## INSTRUCTION
Copy out every one of the records below word for word, changing nothing.

## EXERCISE MATERIAL
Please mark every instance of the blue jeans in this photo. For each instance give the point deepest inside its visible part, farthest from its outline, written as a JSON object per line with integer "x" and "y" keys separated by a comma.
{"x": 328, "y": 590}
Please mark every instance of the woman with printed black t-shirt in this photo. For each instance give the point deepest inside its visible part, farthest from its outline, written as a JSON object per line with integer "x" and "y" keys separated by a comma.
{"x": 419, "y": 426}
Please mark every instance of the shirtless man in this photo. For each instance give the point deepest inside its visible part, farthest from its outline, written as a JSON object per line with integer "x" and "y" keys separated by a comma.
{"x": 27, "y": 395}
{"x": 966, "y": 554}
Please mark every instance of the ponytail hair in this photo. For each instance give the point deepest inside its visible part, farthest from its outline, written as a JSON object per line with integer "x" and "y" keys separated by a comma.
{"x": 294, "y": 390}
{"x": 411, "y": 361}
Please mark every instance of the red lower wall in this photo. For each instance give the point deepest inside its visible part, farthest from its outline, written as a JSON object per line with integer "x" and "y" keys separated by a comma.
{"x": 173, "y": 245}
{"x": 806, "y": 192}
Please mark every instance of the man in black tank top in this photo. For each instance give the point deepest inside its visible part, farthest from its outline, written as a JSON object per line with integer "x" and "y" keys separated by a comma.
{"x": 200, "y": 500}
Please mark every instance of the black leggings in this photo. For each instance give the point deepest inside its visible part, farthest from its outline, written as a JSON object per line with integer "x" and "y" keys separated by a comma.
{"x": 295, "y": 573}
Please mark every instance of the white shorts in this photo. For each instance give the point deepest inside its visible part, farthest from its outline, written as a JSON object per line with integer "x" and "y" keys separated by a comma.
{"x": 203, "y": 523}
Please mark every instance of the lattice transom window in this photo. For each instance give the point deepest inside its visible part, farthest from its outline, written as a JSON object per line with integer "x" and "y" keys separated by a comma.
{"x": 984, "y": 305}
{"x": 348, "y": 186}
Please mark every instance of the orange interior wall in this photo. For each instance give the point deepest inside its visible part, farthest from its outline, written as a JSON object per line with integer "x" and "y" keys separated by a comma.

## THE COMPLETED TASK
Please mark every instance of the blue jeans in this photo. For each instance give the point deepest inside its visible part, farthest from its outline, written as a JSON object per line with integer "x" and "y" keys separated by a comma.
{"x": 328, "y": 590}
Please mark every instance of the woman with printed black t-shirt in this photo. For each instance give the point deepest inside its visible part, farthest from its outline, written as a JSON object per line with integer "x" and "y" keys separated by a comma.
{"x": 419, "y": 426}
Please mark every instance of the shirtless man in this photo. For each instance give the point deepest inside its visible part, farthest from its outline, written as a JSON object per line with integer "x" and "y" keys separated by a comma.
{"x": 27, "y": 395}
{"x": 966, "y": 554}
Please mark every instance of the ponytail hair in this photo. For each instance give the point deepest inside its visible part, farthest from its outline, written as a JSON object per line with integer "x" and "y" keys separated by a comma.
{"x": 294, "y": 390}
{"x": 411, "y": 361}
Please mark every instance of the red lower wall in this photo. For each instance give the point deepest inside its visible part, farthest from its outline, written as a JSON object per line with integer "x" and "y" keys separated by a comma.
{"x": 173, "y": 245}
{"x": 806, "y": 192}
Please mark every instance of the man in black tank top in this photo. For each instance give the point deepest inside its visible part, farthest from its outline, written as a JSON object per line with integer "x" and "y" keys separated by a comma.
{"x": 200, "y": 500}
Please mark every instance of the black leggings in this photo. For each instance give the point deepest inside its visible part, farthest from its outline, written as a JSON object per line with integer "x" and "y" keys separated by a comma.
{"x": 295, "y": 573}
Please mark every instance of the white shorts in this photo. For each instance give the point deepest inside its visible part, farthest from its outline, written as a JSON object per line with integer "x" and "y" keys separated by a comma.
{"x": 203, "y": 523}
Please mark every instance of the lattice transom window in this photo. For each instance give the point deepest inside its visible part, farthest from its outline, written as a JSON object per line with integer "x" and "y" keys separated by a comma.
{"x": 984, "y": 305}
{"x": 348, "y": 186}
Please mark every instance of the orange interior wall in this photo. For each instance give the point deepest inside its visible part, farthest from its outline, written as a JSON object per line with integer "x" and "y" keys separated by a comma.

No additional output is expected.